#### The data ####

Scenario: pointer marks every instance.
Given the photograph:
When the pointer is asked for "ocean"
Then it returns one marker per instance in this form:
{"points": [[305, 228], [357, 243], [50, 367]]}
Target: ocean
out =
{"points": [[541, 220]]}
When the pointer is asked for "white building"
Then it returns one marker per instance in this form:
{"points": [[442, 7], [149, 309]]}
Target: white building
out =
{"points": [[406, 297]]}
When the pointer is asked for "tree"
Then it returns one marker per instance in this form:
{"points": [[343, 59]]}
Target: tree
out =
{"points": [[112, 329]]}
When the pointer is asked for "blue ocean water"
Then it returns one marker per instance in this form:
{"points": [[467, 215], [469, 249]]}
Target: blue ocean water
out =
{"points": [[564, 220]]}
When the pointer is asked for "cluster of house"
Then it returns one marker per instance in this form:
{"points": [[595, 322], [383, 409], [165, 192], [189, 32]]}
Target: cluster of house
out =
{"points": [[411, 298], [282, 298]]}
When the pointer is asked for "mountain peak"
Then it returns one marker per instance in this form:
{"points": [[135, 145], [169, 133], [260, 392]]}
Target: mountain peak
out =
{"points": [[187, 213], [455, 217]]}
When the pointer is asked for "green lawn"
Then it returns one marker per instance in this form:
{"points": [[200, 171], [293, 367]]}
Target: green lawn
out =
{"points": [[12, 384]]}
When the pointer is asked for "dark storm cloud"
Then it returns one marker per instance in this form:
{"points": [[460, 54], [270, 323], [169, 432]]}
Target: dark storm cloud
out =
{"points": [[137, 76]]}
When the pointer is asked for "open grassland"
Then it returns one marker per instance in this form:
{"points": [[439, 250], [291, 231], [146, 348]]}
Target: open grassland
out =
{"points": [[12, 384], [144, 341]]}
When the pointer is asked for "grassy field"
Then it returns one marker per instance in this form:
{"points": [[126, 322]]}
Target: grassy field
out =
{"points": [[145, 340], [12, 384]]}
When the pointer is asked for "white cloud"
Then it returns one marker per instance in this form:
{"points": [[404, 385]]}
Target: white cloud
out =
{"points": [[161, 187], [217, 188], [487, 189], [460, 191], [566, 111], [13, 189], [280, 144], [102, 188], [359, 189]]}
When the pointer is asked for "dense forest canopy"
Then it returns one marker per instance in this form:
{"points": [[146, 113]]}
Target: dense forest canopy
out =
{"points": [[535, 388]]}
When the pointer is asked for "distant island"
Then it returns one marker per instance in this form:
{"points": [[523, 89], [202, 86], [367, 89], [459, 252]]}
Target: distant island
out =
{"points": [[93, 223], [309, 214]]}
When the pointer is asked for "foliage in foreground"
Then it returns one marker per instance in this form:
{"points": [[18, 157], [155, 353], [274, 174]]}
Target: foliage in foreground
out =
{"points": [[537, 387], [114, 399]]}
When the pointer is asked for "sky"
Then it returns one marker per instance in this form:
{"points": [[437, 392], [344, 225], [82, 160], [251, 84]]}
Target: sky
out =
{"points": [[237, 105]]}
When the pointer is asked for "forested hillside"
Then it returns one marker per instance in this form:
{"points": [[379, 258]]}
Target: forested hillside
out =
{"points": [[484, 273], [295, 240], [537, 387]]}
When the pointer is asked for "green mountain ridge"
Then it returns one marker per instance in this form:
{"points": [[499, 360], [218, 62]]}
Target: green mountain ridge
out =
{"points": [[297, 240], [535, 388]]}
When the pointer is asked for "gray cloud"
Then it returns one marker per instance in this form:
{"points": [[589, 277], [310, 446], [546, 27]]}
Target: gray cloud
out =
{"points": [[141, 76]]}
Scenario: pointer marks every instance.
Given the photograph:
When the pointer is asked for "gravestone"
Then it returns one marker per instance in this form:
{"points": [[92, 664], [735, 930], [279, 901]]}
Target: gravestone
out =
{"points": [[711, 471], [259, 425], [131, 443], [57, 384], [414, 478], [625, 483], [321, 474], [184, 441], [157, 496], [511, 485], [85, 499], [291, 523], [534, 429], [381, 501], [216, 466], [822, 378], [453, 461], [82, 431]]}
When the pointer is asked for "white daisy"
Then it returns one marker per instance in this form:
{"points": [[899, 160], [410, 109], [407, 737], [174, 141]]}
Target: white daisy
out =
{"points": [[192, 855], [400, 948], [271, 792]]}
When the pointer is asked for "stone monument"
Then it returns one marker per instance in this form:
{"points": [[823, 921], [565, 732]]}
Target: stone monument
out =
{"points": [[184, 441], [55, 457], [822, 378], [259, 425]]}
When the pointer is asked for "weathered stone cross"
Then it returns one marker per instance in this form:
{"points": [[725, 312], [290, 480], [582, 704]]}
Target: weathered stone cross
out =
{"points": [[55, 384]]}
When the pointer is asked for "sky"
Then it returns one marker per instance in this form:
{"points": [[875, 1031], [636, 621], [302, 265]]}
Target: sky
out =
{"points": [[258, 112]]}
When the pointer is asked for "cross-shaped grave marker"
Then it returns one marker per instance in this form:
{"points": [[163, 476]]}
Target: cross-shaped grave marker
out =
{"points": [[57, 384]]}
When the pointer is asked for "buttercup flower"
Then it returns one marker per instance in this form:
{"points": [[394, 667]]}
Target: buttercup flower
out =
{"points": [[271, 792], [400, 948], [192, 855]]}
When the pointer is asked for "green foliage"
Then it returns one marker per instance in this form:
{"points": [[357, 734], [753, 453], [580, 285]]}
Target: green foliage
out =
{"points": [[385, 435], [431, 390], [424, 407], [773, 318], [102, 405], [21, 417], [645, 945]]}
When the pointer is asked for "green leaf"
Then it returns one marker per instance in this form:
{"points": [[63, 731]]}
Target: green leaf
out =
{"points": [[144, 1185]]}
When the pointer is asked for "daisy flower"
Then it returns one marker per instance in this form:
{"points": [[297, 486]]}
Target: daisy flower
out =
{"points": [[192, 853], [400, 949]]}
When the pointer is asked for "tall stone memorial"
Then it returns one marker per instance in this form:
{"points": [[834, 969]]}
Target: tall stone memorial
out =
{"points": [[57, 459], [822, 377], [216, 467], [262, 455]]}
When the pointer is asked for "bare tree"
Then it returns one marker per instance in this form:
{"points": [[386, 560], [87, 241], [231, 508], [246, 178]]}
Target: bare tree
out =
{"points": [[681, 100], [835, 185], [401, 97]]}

####

Task brief:
Lines from the top of the data above through the line containing "Target: tree" must be repeated exactly. All other lines stay out.

Written response:
Scenario: pointer marks every instance.
Given the photograph:
When the pointer is asked for "ocean"
Then it returns one marker per instance in this form:
{"points": [[305, 228], [357, 243], [50, 367]]}
Target: ocean
out =
{"points": [[541, 220]]}
When the pointer is asked for "white building"
Then it returns one marker per instance in this form:
{"points": [[442, 7], [149, 309]]}
Target: white building
out =
{"points": [[406, 297]]}
When the pointer is asked for "tree"
Then it returns one marker per instance in this form:
{"points": [[343, 59]]}
Target: tree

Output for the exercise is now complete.